> Given instruction
Tally the lines in the items below that contain the string "seat", and give only that count.

> Coordinate annotation records
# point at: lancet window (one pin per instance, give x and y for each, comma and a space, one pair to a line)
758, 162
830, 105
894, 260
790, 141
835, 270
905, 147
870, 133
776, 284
* * *
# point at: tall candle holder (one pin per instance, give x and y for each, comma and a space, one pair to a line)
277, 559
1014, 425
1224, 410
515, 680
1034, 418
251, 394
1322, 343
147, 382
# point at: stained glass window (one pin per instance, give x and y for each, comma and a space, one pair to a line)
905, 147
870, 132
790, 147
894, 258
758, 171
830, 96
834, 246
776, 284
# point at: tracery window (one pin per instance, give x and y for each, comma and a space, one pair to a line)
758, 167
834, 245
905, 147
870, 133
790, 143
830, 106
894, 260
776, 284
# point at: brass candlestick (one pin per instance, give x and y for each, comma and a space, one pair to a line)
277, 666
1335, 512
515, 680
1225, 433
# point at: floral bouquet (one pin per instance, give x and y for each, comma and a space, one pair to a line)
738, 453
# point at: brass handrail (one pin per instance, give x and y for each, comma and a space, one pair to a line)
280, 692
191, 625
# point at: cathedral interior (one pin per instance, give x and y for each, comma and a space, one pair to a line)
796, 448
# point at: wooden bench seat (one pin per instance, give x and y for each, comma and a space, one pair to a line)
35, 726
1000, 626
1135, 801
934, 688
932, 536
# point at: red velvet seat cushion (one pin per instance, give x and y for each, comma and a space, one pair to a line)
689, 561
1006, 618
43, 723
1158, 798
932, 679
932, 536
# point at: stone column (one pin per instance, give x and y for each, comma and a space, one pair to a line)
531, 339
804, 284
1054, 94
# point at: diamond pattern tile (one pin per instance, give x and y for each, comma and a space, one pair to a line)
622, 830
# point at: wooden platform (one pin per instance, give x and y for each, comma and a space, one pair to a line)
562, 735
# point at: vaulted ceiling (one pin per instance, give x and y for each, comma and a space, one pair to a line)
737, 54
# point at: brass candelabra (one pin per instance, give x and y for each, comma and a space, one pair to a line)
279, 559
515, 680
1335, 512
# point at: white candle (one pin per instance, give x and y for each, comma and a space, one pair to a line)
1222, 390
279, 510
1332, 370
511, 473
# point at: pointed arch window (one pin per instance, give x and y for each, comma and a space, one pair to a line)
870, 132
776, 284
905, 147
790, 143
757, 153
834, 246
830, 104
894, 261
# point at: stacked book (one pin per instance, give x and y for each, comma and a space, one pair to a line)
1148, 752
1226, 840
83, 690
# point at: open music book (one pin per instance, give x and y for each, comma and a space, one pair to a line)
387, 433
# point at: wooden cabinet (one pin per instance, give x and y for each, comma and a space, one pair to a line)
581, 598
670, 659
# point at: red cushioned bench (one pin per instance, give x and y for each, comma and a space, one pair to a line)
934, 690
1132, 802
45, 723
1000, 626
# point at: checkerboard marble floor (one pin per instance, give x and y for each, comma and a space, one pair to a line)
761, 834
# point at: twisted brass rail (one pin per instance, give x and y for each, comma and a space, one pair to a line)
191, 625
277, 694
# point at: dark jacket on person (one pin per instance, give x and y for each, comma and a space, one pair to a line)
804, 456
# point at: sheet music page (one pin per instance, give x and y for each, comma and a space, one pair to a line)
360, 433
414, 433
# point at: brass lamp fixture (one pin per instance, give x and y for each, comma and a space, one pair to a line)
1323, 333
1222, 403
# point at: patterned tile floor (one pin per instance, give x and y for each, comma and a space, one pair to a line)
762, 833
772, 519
--
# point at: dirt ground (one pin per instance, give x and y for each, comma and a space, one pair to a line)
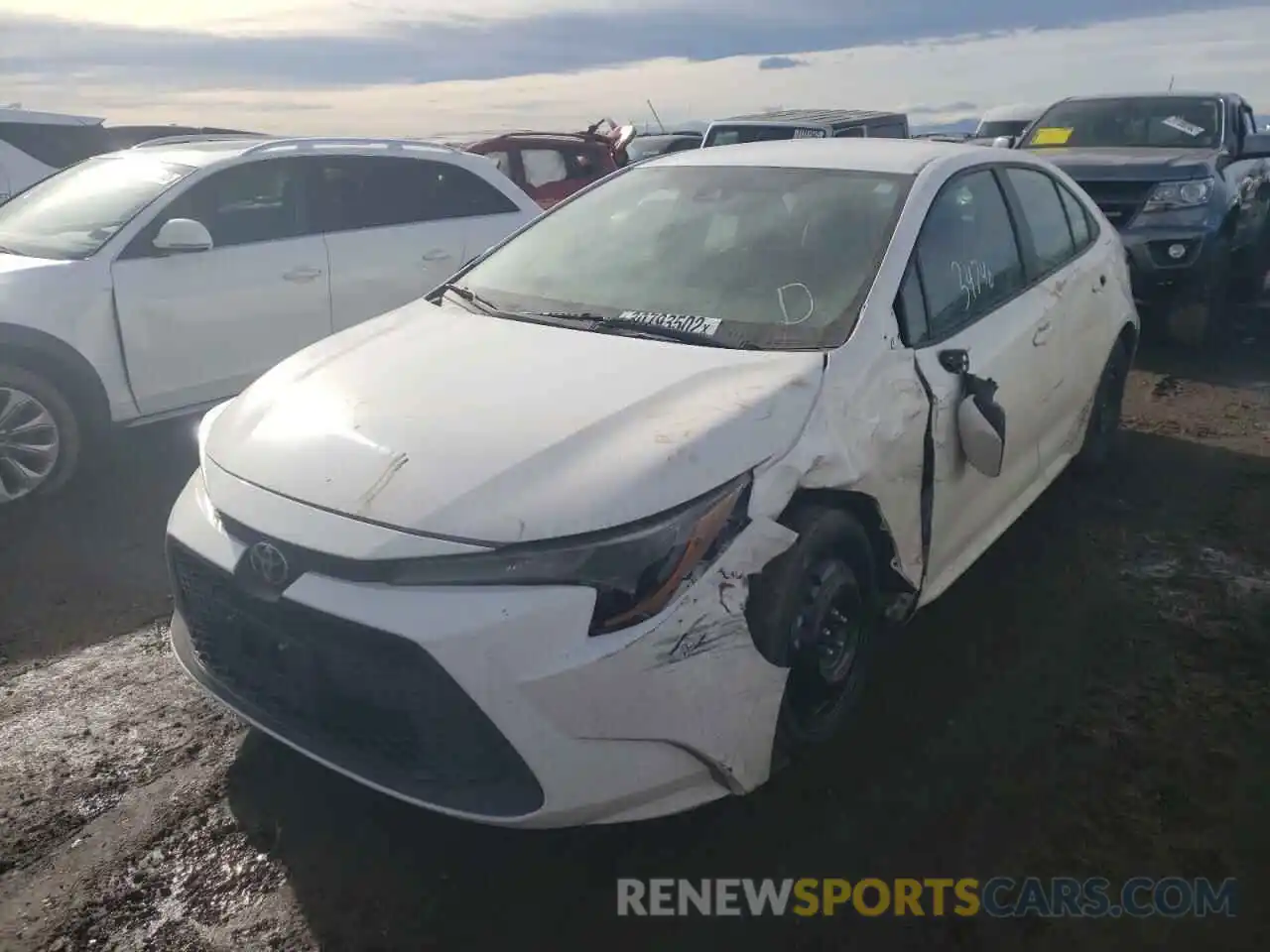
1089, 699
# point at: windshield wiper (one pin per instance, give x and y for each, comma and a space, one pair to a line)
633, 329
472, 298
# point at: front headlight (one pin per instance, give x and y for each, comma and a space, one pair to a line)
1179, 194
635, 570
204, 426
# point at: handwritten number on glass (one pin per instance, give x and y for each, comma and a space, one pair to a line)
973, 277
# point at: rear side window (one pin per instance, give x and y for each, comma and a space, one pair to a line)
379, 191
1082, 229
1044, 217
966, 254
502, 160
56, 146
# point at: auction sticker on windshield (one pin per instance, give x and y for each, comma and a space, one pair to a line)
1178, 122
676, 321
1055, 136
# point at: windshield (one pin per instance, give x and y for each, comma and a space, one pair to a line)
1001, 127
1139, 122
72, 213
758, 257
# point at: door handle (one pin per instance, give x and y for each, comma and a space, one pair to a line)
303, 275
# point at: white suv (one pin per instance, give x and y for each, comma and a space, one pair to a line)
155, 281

> Exercise answer
2